Exercise objective: Exclude the pictures, then quote exactly the lines from the one holding "Reviewer note. Check that each instance of the yellow sleeve" through the last line of the records.

Pointing records:
>> Start

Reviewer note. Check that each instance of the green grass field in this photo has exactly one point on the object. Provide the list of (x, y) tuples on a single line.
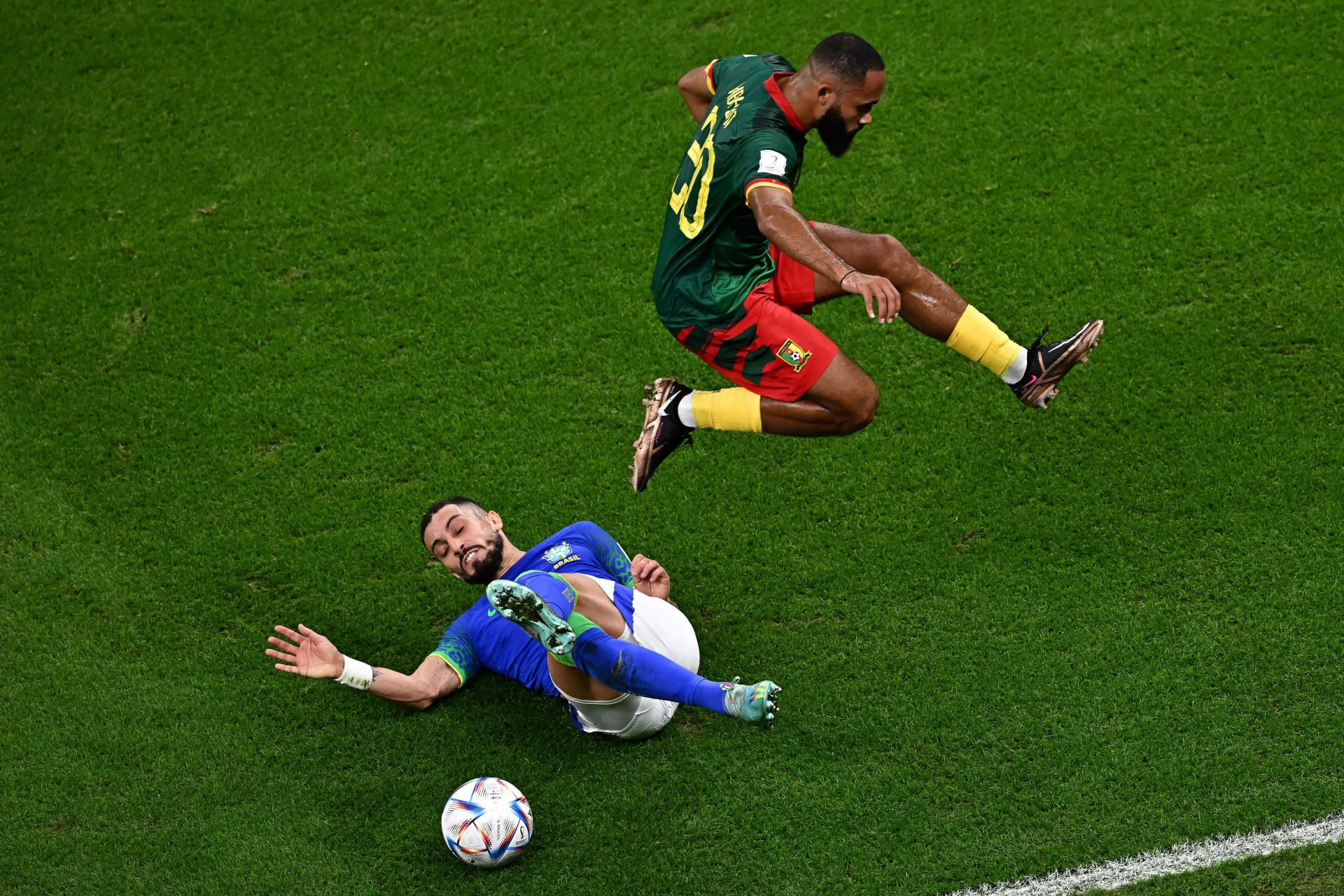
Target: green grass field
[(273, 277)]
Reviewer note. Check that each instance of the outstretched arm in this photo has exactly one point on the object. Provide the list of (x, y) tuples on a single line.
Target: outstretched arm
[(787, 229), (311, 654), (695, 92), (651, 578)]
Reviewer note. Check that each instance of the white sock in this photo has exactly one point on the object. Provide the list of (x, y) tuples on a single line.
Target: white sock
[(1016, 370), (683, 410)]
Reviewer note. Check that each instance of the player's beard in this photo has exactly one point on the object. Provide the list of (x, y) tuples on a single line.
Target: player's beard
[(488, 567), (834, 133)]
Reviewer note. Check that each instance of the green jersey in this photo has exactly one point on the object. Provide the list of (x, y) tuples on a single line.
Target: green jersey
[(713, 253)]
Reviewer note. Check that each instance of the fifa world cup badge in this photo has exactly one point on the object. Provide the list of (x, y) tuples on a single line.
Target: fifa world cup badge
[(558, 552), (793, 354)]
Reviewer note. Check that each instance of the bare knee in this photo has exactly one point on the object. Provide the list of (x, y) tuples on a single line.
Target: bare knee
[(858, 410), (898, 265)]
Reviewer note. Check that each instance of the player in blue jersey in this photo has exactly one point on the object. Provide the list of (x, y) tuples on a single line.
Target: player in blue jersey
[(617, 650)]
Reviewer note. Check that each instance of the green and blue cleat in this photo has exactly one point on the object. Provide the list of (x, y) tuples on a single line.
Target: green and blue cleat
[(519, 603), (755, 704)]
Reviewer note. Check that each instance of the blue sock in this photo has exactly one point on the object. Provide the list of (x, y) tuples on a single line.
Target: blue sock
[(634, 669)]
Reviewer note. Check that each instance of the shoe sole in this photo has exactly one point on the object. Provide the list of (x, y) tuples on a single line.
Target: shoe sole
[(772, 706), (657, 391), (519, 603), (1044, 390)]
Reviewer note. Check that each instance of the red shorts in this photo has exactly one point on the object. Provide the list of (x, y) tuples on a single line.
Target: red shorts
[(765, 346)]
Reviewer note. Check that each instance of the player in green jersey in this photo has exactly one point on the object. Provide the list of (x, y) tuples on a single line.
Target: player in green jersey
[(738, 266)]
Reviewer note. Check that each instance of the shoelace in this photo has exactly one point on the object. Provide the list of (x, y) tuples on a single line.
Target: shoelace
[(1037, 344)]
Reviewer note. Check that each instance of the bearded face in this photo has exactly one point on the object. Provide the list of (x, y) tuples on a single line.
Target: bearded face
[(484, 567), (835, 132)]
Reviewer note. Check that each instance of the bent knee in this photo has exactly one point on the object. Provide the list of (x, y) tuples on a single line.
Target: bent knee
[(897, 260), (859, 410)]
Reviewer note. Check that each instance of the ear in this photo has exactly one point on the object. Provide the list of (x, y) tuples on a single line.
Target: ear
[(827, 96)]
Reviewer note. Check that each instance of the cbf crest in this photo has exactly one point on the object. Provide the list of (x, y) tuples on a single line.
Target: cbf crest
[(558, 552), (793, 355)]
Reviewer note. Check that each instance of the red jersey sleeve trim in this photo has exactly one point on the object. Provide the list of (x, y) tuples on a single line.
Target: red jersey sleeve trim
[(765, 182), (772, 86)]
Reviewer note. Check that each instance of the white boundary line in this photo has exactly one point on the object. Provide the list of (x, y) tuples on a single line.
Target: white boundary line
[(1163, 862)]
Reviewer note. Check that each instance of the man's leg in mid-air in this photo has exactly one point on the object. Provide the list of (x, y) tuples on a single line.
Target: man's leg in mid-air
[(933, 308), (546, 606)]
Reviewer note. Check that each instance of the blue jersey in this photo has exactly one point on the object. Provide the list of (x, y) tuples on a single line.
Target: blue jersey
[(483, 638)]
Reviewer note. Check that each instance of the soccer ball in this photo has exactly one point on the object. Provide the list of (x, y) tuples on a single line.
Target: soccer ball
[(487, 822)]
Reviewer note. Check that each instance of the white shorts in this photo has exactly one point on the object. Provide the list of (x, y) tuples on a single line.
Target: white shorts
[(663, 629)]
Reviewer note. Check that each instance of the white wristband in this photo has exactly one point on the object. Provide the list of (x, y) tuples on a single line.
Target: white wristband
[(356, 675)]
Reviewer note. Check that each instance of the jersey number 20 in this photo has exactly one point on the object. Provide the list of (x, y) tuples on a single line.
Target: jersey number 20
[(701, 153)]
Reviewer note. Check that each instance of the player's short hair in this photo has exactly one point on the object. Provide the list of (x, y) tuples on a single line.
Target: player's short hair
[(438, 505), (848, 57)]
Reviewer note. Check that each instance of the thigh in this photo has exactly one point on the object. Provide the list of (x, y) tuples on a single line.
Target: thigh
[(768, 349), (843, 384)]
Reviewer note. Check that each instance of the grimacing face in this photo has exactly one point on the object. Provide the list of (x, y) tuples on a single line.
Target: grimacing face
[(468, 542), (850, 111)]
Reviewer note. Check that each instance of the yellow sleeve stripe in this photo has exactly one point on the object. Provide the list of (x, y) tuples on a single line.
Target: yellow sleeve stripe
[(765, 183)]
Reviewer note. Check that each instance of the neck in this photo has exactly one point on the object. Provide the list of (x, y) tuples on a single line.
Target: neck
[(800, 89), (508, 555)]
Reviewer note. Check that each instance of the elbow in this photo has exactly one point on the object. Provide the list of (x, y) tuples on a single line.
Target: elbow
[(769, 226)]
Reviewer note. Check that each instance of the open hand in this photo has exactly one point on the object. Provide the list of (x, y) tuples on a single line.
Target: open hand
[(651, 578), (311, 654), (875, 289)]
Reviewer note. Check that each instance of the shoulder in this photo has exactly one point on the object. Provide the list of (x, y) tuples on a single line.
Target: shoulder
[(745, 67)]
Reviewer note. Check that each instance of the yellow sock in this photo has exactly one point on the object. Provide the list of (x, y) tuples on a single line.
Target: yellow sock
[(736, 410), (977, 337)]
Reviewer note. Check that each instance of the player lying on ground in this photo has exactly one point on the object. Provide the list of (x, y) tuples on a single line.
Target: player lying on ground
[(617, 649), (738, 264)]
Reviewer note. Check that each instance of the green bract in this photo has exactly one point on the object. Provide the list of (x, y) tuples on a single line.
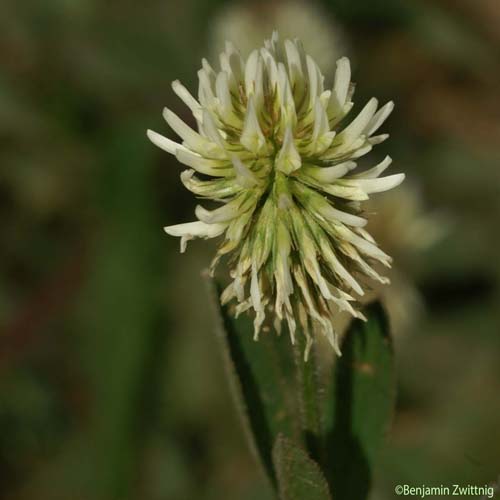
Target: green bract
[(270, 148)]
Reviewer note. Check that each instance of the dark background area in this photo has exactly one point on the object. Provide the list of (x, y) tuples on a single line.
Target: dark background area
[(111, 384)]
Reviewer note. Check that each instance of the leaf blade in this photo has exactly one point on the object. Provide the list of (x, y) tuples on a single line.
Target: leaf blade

>> End

The solution:
Reviewer note. Check that each instance of the yellow sleeve stripe in this photo has exactly one point on the object. Provide the list of (x, y) tuples on a single line.
Target: yellow sleeve stripe
[(765, 183)]
Reviewer note. Check that each instance of the neck in this photo has exactly one point on the object. Provide the list of (x, y) tuples on a single line.
Target: neck
[(800, 89), (508, 555)]
Reviewer note. Check that each instance of the elbow in this photo has exactly one point on the object. Provide the list of (x, y) tuples on a single line.
Target: elbow
[(769, 226)]
Reviewer note. Check that each instance of the open hand in this photo has exactly one point on the object. Provide the list of (x, y) tuples on a single line.
Target: open hand
[(651, 578), (311, 654), (875, 289)]
Reviewer note. Check that each instance of the shoulder in this photo has exactly one point on the object. Provide the list of (x, y) tuples on a single line.
Target: shoulder
[(745, 67)]
Reviewer note. Check that each instance of the yellow sock in this photo has exactly one point on the object. Provide the list of (x, y) tuples on a single line.
Target: yellow sock
[(736, 410), (977, 337)]
Reviewer note. Check that each instance of the player lying on ground in this photo has exactly one point on the object. Provide the list of (x, y) tuples on a single line.
Target: player lying on ground
[(617, 649), (738, 264)]
Reviewer note. Check that each instance of the green bract in this photo has exactly one point on the object. Provide the list of (x, y) tuples on a single line.
Target: green bract
[(270, 148)]
Reviewer note. Check that each instance of the dark background area in this photo has exactly one point on the object. Provide the list of (x, y) tuples on a single line.
Target: dark background area
[(111, 384)]
Reviewer note. Check that each instance of the leaf blade in this photo has exactly one point on the object. Provide the list of (x, y) tuples on a single line.
Target: leaf blade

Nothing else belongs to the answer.